Rewrite the rows starting with the first line and going on through the line with "x=776 y=171", changing every "trial run" to "practice round" and keeping all else the same. Return only those lines.

★ ★ ★

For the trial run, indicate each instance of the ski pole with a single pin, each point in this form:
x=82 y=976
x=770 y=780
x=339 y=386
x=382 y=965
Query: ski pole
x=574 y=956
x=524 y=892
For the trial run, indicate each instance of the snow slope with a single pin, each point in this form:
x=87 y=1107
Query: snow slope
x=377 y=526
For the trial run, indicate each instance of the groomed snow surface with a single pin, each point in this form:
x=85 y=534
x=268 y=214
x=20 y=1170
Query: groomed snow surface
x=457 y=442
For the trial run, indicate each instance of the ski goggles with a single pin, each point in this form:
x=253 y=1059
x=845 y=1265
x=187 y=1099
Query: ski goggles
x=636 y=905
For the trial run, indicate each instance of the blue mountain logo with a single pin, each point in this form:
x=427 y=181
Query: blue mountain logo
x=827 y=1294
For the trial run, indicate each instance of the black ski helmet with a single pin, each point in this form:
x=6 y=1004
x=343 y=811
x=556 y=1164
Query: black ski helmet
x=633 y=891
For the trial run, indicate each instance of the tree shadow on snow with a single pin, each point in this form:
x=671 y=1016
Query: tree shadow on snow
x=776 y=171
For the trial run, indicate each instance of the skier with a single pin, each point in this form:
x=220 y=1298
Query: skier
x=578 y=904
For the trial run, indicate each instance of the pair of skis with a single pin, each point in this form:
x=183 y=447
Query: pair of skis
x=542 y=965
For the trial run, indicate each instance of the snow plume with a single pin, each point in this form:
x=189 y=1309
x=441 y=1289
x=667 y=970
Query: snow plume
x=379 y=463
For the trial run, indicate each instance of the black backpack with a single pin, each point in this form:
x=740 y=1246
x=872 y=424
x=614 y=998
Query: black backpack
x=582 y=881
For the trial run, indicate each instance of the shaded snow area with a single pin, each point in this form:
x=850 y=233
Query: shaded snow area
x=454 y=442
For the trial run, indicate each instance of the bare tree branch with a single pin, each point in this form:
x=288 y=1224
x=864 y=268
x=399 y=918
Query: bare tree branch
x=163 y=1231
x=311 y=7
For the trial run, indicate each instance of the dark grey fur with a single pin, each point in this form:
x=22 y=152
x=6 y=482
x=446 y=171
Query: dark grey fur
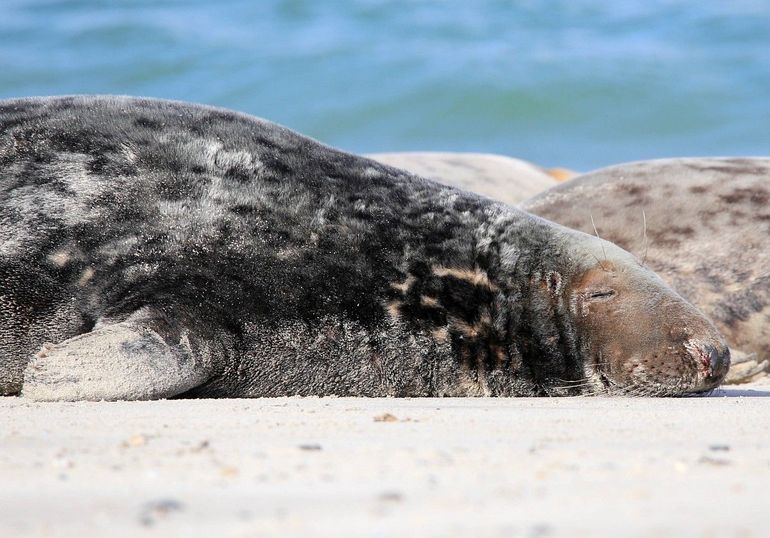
x=707 y=230
x=151 y=249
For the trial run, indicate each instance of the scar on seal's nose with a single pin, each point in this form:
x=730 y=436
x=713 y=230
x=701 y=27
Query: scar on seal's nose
x=714 y=362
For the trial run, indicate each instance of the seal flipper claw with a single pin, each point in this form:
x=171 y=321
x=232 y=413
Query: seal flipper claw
x=136 y=359
x=745 y=367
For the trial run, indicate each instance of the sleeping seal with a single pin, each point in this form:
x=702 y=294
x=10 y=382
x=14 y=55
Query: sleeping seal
x=151 y=249
x=708 y=235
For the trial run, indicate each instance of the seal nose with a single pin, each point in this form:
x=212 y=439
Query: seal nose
x=715 y=362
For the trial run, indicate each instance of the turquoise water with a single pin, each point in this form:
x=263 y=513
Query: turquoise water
x=579 y=83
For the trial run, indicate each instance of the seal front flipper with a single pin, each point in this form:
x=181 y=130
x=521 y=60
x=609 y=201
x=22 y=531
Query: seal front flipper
x=146 y=356
x=744 y=367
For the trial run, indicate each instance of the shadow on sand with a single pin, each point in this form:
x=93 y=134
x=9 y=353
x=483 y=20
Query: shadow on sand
x=741 y=392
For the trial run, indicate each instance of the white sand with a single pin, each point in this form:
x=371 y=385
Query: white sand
x=444 y=467
x=497 y=176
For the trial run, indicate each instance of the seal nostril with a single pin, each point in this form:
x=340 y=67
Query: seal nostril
x=714 y=361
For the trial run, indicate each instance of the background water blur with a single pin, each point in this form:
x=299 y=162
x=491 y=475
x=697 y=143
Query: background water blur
x=577 y=83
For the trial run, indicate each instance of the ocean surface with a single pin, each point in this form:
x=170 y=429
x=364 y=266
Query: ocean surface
x=574 y=83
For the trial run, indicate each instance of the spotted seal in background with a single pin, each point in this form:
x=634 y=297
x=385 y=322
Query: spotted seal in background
x=151 y=249
x=496 y=176
x=708 y=234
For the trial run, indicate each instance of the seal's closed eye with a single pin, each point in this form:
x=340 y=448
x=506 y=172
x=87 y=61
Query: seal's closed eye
x=600 y=295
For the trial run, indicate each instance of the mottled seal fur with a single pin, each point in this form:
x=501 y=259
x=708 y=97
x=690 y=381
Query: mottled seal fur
x=151 y=249
x=707 y=233
x=495 y=176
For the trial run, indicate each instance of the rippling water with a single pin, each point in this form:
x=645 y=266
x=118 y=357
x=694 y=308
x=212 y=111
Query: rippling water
x=578 y=83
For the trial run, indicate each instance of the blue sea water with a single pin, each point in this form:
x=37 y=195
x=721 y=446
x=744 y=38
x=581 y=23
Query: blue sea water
x=575 y=83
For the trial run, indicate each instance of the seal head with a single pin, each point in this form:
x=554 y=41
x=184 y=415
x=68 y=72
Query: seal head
x=636 y=336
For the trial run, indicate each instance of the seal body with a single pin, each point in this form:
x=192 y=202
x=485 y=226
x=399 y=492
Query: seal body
x=703 y=224
x=151 y=249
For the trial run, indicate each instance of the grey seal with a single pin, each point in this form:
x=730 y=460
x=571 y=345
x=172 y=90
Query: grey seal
x=154 y=249
x=703 y=224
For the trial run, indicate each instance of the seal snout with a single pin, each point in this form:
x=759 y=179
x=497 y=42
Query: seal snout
x=714 y=362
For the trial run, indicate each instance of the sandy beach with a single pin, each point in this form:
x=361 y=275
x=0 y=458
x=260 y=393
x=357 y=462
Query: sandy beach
x=389 y=467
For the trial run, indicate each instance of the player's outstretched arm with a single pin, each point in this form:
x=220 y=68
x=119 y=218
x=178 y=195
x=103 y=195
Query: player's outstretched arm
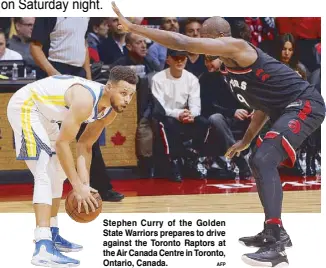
x=224 y=46
x=80 y=108
x=85 y=144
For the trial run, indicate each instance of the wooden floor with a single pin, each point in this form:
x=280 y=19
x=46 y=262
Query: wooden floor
x=293 y=201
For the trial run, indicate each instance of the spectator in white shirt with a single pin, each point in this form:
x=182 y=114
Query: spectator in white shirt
x=178 y=92
x=6 y=53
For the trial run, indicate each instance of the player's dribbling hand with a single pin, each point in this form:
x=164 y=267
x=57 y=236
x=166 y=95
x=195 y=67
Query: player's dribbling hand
x=236 y=149
x=85 y=198
x=122 y=20
x=241 y=114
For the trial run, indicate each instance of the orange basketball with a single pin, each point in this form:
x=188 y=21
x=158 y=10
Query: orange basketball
x=71 y=206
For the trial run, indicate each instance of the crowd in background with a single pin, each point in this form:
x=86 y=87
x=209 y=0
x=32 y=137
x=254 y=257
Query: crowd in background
x=187 y=117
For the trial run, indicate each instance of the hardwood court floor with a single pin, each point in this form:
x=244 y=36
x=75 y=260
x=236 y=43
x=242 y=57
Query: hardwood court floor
x=162 y=196
x=295 y=201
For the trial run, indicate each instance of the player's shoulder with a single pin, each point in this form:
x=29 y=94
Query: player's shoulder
x=189 y=76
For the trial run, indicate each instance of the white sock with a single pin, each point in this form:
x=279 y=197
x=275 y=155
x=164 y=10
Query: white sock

★ ★ ★

Right answer:
For the practice round, indicate each instance of the ski pole with a single pin, each point in this form:
x=82 y=976
x=770 y=780
x=339 y=386
x=382 y=965
Query: ski pole
x=574 y=956
x=524 y=892
For the practice round, indicate each instance of the snow slope with a single pin, each point in this form:
x=87 y=1107
Query: snow slope
x=377 y=526
For the practice round, indicate each instance of the groomed snow surface with a single pin, each point in this form:
x=85 y=534
x=268 y=214
x=20 y=1170
Query: groomed snow surface
x=457 y=442
For the practice round, indicate each instance of the ski goggles with a single pin, each point in this form:
x=253 y=1059
x=845 y=1265
x=187 y=1099
Query: ski goggles
x=636 y=905
For the practice round, indicate each instance of the blue mountain logo with a single pin, each point in this form:
x=427 y=181
Query: blue mountain logo
x=827 y=1294
For the practice round, indicate each instance of the black ski helmet with a single pin, each point in this form:
x=6 y=1004
x=343 y=811
x=556 y=1164
Query: black ski helmet
x=633 y=891
For the practice round, indicate each instance of the tree shadow on snow with a single pin, each point in this form:
x=671 y=1016
Query: tree shadow on snow
x=776 y=171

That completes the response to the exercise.